Source text -

= Foreign Military Sales =

United States Department of Defense program

Foreign Military Sales (FMS) is a security assistance program of the United States government to facilitate the purchase of U.S. arms, defense equipment, design and construction services, and military training by foreign governments. FMS is a government-to-government program where the United States Department of Defense through the Defense Security Cooperation Agency (DSCA) acquires defense articles on behalf of the foreign governments, protecting them from contract risks in negotiating with the arms industry and providing the contract benefits and protections that apply to U.S. military acquisitions. The FMS program was established through the 1976 Arms Export Control Act (AECA) and is overseen by the United States Department of State and the United States Congress through the annual Foreign Operations Appropriations Acts and National Defense Authorization Acts.

The DSCA describes FMS as "a fundamental tool of U.S. foreign policy." FMS was the primary channel for U.S. arms exports until the 1980s, when the limits on the size of permitted Direct Commercial Sales (DCS) was lifted. DCS was seen by buyers to be faster, more cost-effective and less-transparent than FMS. By 1989, DCS surpassed FMS in value. However, the Gulf War reversed the decline in FMS and by FY 1992–93, DCS had dropped to one-fifth of U.S. arms sales.

In FY 2020, U.S. military-industry base sold $50.8 billion through FMS and $124.3 billion through Direct Commercial Sales. In 2023, the U.S. recorded the highest annual sales of U.S. military equipment to foreign governments, carried out under the FMS system, valued at $80.9 billion. This marked a 55.9% increase compared to the $51.9 billion recorded in 2022. FMS is carried out with countries that are authorized to participate and is subject to approval based on the mechanism to procure services, a deposit in a U.S. trust fund or appropriate credit, and approval to fund services. On any given day, DSCA is managing “14,000 open foreign military sales cases with 185 countries,” the DSCA director Lieutenant General Charles Hooper explained at the Brookings Institution in June 2019.

== Foreign Military Sales Process ==
The State Department, through its Bureau of Political-Military Affairs (PM), is responsible for the administration of FMS while the Defense Department through the DSCA is responsible for its implementation. DSCA coordinates with PM to review and consult with Congress to receive formal agreement with an eligible foreign government.

Extracted material -
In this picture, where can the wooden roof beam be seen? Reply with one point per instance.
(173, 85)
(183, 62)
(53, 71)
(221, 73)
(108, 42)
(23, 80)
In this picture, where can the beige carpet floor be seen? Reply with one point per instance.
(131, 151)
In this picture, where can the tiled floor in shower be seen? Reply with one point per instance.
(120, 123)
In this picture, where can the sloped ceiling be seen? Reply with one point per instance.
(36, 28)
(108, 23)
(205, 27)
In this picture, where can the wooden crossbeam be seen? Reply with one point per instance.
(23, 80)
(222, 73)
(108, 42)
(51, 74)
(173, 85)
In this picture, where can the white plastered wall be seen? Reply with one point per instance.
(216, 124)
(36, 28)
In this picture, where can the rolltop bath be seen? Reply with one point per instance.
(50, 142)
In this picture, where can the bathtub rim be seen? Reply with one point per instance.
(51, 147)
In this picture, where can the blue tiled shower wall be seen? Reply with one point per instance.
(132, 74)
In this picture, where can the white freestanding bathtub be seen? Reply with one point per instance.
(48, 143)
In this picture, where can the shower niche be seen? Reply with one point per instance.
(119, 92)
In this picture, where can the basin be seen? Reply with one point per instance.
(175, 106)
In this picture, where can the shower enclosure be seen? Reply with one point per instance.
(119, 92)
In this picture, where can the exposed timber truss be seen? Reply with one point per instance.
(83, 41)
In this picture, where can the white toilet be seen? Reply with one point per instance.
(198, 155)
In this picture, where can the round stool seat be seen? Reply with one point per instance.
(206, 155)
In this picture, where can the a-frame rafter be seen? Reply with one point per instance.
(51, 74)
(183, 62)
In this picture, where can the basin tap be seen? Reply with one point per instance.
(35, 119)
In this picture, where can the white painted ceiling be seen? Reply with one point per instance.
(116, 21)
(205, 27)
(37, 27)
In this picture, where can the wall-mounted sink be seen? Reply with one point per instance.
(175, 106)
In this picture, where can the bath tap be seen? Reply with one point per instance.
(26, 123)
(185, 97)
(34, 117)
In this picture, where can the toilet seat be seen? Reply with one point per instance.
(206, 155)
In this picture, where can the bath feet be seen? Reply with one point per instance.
...
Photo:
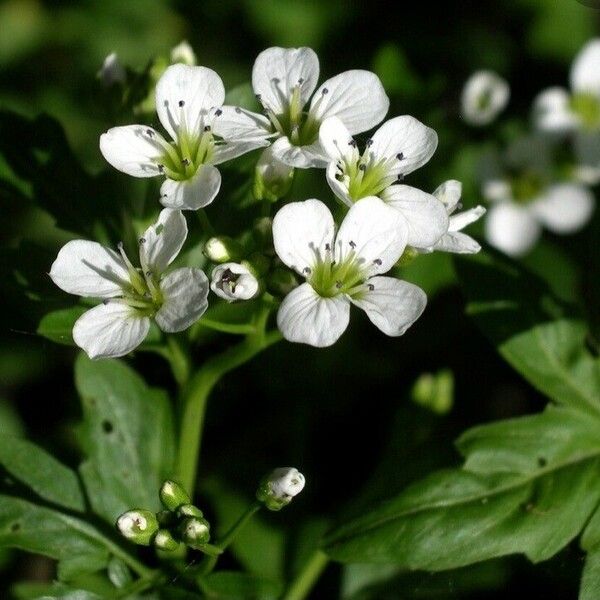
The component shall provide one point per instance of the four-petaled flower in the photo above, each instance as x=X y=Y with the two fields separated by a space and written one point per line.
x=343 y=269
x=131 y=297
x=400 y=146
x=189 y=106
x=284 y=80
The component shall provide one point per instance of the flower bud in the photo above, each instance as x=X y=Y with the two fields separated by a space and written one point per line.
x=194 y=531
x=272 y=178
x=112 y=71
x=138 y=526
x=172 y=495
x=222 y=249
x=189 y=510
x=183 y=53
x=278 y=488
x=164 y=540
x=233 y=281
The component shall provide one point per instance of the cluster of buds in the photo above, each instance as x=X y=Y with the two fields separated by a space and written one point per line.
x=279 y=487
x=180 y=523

Exercise task 1 - According to the Foreign Military Sales text, what do foreign governments gain when the Defense Security Cooperation Agency acquires defense articles for them? Answer in one to three sentences.
Exercise task 2 - Extend the text on Foreign Military Sales, beginning after its final sentence.
The records have no role in this exercise.

Exercise response 1 - They are protected from the contract risks of negotiating with the arms industry on their own. They also receive the contract benefits and protections that apply to U.S. military acquisitions.

Exercise response 2 -
=== Letter of Request (LOR) ===
Foreign governments submit a Letter of Request (LOR) to a U.S. government Security Cooperation Organization (SCO), typically the Office of Defense Cooperation within the U.S. embassy in that country or directly to the DSCA or to a U.S. military department (Department of the Army, Department of the Navy or Department of the Air Force) or another Defense Department agency. There are three types of LORs : LOR for Price and Availability (P&A) for the foreign government to obtain basic information for further planning; LOR for a Letter of Offer and Acceptance (LOA), an official expression of interest by a foreign country; and LOR for a change to an already existing LOA for making amendments to existing LORs.

==== FMS Case Identifiers ====
An FMS case identifier that consists of a country, the code of an implementing agency (Army, Navy or Air Force) and a unique three-position FMS case designator is assigned to each LOR. For example, U.S. Air Force (USAF) FMS programs are assigned two-word code names beginning with the word PEACE, indicating oversight by USAF headquarters.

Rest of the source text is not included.